RECORDS FOR THIS EXERCISE:
•••••

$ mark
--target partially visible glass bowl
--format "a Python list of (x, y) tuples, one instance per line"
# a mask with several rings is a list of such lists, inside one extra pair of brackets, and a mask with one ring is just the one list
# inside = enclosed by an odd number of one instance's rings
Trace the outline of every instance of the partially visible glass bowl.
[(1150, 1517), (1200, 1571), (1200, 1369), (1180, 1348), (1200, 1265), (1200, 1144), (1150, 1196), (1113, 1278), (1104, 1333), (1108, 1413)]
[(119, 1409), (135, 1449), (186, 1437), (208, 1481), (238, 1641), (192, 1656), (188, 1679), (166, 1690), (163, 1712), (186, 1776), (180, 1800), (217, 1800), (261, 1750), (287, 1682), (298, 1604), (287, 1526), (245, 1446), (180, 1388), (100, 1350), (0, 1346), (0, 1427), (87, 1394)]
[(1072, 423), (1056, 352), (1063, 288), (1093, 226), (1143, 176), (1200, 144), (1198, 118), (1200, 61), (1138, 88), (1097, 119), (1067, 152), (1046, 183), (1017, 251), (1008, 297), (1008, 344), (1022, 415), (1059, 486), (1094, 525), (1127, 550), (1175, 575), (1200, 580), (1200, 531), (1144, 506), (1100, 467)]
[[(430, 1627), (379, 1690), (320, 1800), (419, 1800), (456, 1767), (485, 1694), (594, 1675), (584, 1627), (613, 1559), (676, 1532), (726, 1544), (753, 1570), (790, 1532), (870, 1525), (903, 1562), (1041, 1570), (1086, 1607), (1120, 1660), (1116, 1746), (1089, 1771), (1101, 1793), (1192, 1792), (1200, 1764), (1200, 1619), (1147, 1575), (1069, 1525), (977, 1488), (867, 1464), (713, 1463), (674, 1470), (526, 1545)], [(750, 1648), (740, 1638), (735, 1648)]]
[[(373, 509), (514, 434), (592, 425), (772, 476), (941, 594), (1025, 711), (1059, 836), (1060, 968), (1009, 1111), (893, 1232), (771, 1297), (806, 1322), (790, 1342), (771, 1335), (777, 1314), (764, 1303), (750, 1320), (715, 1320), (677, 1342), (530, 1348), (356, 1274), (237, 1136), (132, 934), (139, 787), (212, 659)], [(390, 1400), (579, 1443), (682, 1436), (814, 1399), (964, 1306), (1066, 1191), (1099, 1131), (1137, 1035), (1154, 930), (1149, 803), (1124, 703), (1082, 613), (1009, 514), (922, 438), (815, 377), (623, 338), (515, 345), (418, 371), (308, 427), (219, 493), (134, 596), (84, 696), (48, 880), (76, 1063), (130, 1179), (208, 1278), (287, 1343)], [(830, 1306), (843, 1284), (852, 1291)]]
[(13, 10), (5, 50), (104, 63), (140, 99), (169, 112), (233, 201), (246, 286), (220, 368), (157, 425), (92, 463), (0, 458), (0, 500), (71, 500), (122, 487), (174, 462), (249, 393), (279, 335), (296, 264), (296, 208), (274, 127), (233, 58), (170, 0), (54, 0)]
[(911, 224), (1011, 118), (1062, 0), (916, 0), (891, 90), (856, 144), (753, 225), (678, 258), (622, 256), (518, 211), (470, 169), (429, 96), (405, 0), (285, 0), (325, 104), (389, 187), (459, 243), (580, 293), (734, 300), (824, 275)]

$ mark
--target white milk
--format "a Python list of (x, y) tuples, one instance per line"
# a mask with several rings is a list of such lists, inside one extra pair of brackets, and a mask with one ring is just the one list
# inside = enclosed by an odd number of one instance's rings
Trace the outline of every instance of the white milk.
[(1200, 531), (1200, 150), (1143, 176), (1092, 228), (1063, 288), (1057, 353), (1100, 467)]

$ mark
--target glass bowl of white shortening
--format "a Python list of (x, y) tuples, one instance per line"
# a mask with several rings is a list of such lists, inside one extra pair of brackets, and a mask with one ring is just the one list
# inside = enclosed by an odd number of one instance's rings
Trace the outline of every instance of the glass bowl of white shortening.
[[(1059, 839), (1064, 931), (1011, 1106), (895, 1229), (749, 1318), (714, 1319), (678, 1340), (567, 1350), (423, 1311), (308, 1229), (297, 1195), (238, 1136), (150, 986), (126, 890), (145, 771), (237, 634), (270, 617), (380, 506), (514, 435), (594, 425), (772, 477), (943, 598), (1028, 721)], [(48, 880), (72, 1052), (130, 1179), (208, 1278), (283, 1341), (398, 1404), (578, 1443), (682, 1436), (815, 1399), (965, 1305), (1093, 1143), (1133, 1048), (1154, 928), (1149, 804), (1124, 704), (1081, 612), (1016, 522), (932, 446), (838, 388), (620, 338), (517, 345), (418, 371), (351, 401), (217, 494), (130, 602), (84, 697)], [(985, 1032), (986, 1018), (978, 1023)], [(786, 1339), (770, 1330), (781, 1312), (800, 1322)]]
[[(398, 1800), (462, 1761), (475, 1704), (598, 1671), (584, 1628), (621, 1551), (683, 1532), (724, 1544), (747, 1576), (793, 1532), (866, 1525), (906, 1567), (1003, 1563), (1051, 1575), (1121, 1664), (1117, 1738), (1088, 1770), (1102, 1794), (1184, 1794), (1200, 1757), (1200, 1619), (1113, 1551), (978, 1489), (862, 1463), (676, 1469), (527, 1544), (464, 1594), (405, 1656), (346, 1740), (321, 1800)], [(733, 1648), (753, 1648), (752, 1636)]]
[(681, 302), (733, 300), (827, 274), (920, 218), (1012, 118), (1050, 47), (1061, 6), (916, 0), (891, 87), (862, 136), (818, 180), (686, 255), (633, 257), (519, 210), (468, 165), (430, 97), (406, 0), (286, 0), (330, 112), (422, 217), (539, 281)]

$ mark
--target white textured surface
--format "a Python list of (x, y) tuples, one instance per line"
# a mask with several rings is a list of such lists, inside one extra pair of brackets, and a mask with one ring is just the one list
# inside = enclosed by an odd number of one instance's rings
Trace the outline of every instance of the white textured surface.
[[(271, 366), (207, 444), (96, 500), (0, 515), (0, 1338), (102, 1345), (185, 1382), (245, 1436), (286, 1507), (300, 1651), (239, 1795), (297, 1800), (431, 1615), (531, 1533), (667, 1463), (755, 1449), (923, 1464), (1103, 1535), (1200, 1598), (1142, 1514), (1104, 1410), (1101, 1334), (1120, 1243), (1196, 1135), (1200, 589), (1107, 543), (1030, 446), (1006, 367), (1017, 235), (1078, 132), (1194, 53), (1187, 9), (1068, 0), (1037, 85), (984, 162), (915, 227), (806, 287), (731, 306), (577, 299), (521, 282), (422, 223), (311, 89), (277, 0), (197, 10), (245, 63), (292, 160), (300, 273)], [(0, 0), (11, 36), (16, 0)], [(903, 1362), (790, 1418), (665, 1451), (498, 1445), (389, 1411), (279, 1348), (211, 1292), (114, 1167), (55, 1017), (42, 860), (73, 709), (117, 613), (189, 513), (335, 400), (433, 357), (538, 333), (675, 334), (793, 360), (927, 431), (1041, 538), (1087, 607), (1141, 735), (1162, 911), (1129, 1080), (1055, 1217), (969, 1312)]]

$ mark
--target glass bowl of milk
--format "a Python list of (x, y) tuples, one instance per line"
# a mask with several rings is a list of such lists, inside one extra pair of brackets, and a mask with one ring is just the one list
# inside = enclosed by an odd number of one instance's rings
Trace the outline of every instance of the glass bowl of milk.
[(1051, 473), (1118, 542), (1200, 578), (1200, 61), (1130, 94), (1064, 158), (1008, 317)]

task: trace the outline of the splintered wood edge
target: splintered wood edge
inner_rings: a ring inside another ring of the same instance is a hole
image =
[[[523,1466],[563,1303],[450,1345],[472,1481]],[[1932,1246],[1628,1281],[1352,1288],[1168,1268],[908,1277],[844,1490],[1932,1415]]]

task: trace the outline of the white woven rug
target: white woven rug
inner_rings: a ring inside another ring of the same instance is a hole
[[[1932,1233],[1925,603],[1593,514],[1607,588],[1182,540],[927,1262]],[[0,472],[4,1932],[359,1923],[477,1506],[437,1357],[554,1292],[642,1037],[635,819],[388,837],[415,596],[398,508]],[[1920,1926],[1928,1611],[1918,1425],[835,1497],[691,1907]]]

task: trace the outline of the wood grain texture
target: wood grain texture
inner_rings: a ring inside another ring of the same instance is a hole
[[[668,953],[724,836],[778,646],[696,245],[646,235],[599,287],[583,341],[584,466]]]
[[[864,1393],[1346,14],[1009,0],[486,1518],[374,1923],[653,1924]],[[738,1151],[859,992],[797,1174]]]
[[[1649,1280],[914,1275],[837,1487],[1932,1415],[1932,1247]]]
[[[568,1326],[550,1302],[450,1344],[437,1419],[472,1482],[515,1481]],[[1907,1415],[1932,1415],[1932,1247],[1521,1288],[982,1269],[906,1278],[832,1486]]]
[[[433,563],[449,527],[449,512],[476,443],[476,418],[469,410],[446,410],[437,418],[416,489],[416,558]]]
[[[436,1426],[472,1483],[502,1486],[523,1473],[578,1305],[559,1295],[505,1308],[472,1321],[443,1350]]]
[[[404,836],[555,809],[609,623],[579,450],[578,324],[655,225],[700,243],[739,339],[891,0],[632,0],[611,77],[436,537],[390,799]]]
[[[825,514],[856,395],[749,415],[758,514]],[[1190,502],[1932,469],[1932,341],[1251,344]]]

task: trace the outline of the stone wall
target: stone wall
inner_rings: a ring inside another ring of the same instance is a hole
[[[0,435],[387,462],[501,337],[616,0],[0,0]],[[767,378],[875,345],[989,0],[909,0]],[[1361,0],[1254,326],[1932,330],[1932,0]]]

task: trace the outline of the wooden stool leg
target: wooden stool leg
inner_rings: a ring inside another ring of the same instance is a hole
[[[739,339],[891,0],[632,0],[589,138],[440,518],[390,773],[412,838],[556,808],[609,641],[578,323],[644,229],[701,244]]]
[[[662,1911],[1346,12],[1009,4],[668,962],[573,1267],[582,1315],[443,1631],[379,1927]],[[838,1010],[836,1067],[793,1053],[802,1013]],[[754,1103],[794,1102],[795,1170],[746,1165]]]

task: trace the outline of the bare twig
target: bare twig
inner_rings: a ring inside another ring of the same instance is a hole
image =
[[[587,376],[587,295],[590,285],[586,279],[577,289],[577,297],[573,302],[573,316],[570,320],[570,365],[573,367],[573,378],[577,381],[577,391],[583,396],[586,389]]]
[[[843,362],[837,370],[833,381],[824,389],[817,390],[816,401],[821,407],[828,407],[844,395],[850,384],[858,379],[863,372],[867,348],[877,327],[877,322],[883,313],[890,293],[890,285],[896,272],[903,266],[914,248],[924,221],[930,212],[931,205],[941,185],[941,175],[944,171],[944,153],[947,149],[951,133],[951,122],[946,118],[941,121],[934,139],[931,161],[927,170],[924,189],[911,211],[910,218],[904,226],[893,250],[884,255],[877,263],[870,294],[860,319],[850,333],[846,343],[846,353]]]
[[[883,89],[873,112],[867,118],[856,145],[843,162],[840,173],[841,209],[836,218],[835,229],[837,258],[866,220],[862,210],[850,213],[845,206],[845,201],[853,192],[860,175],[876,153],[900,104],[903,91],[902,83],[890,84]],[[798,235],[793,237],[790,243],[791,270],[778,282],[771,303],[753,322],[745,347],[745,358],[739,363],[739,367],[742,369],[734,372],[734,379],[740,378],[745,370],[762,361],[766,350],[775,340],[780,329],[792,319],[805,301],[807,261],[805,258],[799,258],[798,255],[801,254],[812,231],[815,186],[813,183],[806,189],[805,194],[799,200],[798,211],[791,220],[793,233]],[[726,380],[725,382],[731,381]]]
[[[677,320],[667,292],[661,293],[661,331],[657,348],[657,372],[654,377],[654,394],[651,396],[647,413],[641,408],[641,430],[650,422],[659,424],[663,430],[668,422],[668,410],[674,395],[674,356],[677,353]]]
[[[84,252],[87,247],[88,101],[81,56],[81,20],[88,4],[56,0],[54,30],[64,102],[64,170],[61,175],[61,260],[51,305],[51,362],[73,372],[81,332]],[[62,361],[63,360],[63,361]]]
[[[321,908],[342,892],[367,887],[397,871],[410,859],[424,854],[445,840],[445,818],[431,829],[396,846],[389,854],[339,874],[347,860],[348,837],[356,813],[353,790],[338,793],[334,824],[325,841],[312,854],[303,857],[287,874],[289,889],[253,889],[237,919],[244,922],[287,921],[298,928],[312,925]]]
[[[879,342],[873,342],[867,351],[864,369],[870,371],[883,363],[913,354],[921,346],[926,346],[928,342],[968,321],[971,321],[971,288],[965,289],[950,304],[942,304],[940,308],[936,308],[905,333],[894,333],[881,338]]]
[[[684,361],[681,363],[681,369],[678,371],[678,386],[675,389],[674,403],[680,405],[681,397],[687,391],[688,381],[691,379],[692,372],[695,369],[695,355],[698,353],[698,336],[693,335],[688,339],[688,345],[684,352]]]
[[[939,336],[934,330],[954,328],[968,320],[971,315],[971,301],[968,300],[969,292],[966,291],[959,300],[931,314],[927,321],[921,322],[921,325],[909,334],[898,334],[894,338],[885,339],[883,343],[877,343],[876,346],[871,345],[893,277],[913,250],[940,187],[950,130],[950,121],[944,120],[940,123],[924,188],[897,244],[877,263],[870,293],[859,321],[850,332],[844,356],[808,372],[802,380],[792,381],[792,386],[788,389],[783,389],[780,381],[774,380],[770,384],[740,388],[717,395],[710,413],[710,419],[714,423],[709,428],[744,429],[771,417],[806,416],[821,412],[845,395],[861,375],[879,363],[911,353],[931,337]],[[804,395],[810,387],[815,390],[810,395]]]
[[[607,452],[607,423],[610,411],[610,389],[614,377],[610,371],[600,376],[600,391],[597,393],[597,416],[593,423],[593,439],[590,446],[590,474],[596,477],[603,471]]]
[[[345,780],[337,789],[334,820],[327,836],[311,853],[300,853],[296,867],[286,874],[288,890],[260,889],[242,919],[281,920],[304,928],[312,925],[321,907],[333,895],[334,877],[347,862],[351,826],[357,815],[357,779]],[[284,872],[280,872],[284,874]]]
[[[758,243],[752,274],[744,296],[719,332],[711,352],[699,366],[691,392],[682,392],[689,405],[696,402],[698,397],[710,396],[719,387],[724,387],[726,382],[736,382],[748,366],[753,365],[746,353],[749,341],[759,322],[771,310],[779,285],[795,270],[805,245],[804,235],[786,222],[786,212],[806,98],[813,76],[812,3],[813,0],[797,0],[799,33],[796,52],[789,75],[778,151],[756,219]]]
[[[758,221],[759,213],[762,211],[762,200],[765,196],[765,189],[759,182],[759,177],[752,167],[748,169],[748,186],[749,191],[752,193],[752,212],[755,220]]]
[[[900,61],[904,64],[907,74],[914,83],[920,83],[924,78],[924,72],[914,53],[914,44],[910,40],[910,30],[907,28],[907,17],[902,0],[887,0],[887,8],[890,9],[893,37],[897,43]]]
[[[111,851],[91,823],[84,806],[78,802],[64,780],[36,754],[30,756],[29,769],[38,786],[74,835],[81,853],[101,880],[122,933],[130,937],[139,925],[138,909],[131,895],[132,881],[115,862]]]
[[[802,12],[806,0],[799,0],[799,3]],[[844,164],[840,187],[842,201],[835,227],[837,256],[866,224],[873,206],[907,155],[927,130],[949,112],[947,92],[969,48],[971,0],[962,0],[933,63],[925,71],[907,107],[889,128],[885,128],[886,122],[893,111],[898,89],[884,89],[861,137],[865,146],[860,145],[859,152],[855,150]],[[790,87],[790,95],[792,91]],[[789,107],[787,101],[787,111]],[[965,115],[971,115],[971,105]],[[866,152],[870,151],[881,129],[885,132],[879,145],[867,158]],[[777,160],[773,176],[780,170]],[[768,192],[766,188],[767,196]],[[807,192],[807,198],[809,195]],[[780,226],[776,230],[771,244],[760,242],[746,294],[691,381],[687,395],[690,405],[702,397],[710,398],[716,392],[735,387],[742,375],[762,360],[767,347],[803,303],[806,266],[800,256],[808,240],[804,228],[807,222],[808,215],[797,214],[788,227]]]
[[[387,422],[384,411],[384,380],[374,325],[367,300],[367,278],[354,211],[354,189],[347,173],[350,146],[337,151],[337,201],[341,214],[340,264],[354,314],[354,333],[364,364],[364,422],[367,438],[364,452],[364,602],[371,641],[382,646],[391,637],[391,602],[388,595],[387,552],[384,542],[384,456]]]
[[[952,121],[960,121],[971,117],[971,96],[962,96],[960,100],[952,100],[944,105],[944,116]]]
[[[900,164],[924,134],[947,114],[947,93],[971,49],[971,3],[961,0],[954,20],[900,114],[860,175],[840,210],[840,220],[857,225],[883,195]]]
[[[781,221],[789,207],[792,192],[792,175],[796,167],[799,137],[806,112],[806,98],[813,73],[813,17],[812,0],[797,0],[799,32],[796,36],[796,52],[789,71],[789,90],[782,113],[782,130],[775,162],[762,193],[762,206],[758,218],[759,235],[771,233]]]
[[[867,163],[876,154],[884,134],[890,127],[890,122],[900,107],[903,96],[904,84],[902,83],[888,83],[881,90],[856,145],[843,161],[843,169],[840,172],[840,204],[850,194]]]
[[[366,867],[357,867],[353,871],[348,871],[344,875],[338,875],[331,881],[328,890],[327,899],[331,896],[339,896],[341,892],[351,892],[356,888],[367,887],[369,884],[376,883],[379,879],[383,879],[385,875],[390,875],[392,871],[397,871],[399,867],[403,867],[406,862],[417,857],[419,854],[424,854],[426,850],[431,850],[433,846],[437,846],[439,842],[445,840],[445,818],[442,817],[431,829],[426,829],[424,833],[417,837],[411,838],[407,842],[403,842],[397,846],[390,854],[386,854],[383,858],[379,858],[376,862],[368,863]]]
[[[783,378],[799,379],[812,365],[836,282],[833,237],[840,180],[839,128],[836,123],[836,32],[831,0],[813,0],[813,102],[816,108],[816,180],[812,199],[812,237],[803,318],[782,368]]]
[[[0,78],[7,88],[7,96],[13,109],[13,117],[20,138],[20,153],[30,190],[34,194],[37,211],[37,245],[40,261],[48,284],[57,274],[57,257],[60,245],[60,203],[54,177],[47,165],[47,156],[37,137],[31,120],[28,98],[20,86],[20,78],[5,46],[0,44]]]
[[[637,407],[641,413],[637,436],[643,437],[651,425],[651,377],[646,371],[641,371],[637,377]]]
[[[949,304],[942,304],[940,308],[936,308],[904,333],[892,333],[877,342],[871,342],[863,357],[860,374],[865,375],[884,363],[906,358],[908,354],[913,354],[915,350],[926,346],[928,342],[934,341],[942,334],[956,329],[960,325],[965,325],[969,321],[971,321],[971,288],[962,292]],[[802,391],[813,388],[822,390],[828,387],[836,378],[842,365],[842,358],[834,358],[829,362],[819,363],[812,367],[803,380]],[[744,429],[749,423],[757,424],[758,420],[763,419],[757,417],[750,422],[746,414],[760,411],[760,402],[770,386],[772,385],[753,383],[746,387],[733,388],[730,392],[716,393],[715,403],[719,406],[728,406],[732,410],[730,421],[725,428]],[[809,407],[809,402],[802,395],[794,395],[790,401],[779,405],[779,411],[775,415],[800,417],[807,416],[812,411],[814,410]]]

•••••

INSTRUCTIONS FOR THE TASK:
Scan the lines above for the word "wall" and copy every one where it occurs.

WORKED SOLUTION:
task: trace the outline of the stone wall
target: stone wall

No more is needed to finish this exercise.